> _WHAT NEEDS TO BE DONE_:
Lay out the listing from its first line through the line containing "215 327 L 57" as a Markdown table with a Row column numbering each line and a Line column holding its text, leaving out any blank lines.

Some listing

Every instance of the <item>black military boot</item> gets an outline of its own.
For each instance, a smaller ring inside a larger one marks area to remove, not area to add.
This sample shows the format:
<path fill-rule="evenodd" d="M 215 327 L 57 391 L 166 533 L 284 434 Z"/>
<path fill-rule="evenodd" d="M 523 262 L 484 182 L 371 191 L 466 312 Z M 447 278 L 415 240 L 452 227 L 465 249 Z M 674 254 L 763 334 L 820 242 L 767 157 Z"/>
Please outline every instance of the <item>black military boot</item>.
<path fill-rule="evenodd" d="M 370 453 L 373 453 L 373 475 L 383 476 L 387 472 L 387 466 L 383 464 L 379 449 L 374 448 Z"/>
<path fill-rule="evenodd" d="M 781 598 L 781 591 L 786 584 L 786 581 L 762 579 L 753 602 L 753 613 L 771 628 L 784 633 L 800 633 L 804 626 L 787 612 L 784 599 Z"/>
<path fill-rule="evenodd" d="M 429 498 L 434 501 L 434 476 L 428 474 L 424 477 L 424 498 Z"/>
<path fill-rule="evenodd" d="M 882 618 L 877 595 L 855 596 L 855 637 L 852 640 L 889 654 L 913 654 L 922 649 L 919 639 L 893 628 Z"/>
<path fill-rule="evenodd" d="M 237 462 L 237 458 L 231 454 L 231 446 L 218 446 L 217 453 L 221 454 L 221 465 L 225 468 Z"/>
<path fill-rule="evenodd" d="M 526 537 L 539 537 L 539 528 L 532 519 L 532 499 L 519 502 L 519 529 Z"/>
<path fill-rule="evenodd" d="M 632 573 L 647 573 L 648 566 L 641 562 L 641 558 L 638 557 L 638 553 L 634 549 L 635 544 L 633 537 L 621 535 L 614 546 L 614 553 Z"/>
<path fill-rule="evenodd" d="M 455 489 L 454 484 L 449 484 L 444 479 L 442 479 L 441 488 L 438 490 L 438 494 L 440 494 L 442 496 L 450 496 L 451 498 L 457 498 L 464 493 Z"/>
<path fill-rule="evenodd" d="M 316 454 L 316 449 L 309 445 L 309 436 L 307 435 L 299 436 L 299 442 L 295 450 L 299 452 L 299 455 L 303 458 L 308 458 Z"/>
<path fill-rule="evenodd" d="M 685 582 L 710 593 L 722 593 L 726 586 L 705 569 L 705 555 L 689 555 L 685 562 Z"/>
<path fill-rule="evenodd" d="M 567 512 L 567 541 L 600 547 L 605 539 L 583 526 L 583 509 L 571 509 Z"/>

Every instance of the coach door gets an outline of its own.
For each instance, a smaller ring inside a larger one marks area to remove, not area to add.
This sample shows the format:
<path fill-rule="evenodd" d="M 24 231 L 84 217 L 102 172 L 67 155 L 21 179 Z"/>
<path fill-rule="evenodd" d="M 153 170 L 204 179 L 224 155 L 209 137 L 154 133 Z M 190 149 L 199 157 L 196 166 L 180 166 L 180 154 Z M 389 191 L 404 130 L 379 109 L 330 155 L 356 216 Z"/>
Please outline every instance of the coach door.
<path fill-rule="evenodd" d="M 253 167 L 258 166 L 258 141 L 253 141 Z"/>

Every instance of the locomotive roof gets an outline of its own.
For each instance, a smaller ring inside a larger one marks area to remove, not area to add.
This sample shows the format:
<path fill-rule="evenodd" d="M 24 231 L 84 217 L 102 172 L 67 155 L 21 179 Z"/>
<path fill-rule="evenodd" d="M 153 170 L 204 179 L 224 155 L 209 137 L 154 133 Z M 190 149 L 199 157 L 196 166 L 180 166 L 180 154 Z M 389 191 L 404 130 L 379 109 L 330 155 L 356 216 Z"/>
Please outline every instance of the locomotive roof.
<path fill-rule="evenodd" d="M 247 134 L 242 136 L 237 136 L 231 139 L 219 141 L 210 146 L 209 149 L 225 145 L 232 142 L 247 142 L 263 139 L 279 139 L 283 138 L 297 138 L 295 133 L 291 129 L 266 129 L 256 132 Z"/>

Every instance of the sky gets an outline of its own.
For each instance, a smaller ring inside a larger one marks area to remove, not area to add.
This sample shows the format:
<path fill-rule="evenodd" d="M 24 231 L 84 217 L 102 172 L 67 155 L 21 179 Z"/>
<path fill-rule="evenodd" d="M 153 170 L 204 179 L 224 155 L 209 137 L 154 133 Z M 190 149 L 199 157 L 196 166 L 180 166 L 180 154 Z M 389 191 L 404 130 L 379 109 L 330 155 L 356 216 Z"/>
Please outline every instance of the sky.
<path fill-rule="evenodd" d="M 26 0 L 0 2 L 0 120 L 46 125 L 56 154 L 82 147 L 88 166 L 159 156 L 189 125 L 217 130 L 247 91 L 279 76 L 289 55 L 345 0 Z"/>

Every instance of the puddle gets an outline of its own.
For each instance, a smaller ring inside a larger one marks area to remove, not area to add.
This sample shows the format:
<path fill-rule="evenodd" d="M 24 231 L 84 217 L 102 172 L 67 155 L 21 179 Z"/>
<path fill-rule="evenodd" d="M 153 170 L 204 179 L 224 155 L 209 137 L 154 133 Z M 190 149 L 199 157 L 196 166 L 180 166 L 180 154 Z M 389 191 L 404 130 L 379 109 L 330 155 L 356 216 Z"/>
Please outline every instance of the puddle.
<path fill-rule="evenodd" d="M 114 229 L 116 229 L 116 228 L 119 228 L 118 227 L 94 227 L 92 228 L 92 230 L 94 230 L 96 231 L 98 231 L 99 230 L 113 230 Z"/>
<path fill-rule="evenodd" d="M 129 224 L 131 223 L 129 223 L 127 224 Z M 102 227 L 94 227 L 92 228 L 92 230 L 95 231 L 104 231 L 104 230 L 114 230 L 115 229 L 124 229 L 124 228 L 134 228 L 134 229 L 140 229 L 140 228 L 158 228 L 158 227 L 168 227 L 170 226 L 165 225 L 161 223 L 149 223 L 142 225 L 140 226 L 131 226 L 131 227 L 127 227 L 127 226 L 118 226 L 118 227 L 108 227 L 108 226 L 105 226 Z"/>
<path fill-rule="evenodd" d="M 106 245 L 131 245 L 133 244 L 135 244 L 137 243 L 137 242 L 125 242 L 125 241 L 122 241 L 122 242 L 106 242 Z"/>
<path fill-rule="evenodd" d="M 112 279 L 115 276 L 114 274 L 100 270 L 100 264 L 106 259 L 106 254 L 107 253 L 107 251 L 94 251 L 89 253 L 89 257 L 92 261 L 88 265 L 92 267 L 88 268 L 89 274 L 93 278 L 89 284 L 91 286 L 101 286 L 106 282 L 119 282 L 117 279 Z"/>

> _ANSWER FOR THE TASK_:
| Row | Line |
|---|---|
| 1 | Every instance of the <item>black military boot</item> gets an outline of its own. |
| 2 | For each instance, a smaller ring inside a larger one marks area to remove, not area to add. |
| 3 | This sample shows the format: |
| 4 | <path fill-rule="evenodd" d="M 215 327 L 57 391 L 166 533 L 284 434 Z"/> |